Fine particles back into the raw material cycle
Industrial processes always produce fine-grained residues. These rarely find their way back into the industrial value chain, but are usually disposed of and represent a potential environmental risk. The FINEST project records and investigates various of these fine-grained material flows with the aim of developing new concepts to keep them in the cycle and safely dispose of remaining residues.
FINEST was successful in the Helmholtz Association's sustainability competition and will now receive 5 million euros in funding.
The project is coordinated by the Helmholtz Institute Freiberg for Resource Technology (HIF) at the Helmholtz-Zentrum Dresden-Rossendorf (HZDR) and involves teams at the Helmholtz-Zentrum Berlin (HZB), the Karlsruhe Institute of Technology (KIT), the Helmholtz Centre for Environmental Research (UFZ), the TU Bergakademie Freiberg (TUBAF) and the University of Greifswald.
The HZB is participating in FINEST in a project on the degradation of microplastics. "Together with the UFZ, we want to investigate how microplastic particles can be degraded, for example by bacterial enzymes that we improve on a structure basis. In addition, we also want to work with the HZDR to develop new detection methods for micro- and nanoplastics," says Dr. Gert Weber, who conducts research in the Macromolecular Crystallography Group at the HZB.
Starting in July 2022, the researchers from the six participating institutions will work in the five-year project on ultra-fine materials of anthropogenic origin such as microplastics, mineral additives (additives) or metals, for which there are currently hardly any recycling options. Innovative processes are to be used to increase the currently still very low recycling rates of these fine particulate materials and to deposit the remaining residues harmlessly in order to advance a sustainable circular economy.

▶ _BRIEF 1_
Which ultra-fine materials of anthropogenic origin does the article on the FINEST project name as the project's focus?
▶ _BRIEF 2_
How much funding will FINEST receive, according to the article on the FINEST project?
▶ _BRIEF 3_
Why, according to the article on the FINEST project, will the researchers try to raise recycling rates for fine particulate materials and deposit the remaining residues harmlessly?
The entries have no connection to the article on the FINEST project.

▶ _SUPPLIED RECORDS_

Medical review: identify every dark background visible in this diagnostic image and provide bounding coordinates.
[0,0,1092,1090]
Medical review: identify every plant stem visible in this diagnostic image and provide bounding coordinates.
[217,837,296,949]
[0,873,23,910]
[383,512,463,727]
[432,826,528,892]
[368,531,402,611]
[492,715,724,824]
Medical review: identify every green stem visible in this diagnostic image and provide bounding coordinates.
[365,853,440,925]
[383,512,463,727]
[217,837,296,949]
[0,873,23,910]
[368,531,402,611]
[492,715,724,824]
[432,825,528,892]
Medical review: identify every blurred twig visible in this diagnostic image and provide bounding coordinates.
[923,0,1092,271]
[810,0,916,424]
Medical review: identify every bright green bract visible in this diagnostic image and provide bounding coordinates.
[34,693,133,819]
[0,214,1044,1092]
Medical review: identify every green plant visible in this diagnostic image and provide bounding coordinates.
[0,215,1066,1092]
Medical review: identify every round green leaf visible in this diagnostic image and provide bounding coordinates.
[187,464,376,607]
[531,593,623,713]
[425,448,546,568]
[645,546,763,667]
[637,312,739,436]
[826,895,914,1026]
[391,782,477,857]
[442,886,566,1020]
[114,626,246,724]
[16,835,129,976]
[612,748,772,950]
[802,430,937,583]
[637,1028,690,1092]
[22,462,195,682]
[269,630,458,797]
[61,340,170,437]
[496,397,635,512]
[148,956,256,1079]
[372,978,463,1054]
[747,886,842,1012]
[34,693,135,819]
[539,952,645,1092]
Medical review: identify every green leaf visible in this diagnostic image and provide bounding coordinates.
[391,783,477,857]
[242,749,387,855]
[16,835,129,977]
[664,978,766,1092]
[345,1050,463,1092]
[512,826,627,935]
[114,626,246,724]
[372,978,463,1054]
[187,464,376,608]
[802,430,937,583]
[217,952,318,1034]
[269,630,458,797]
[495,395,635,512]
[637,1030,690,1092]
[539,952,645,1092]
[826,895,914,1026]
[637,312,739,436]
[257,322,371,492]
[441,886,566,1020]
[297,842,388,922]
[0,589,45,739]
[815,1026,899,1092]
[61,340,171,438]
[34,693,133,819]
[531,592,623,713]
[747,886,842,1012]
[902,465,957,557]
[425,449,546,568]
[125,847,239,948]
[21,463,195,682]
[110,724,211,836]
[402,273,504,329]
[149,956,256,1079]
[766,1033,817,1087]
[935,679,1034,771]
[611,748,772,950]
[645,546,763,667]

▶ _EXERCISE SOLUTION 1_
Microplastics, mineral additives, and metals.

▶ _EXERCISE SOLUTION 2_
5 million euros.

▶ _EXERCISE SOLUTION 3_
They want to advance a sustainable circular economy. These materials currently have very low recycling rates and hardly any recycling options.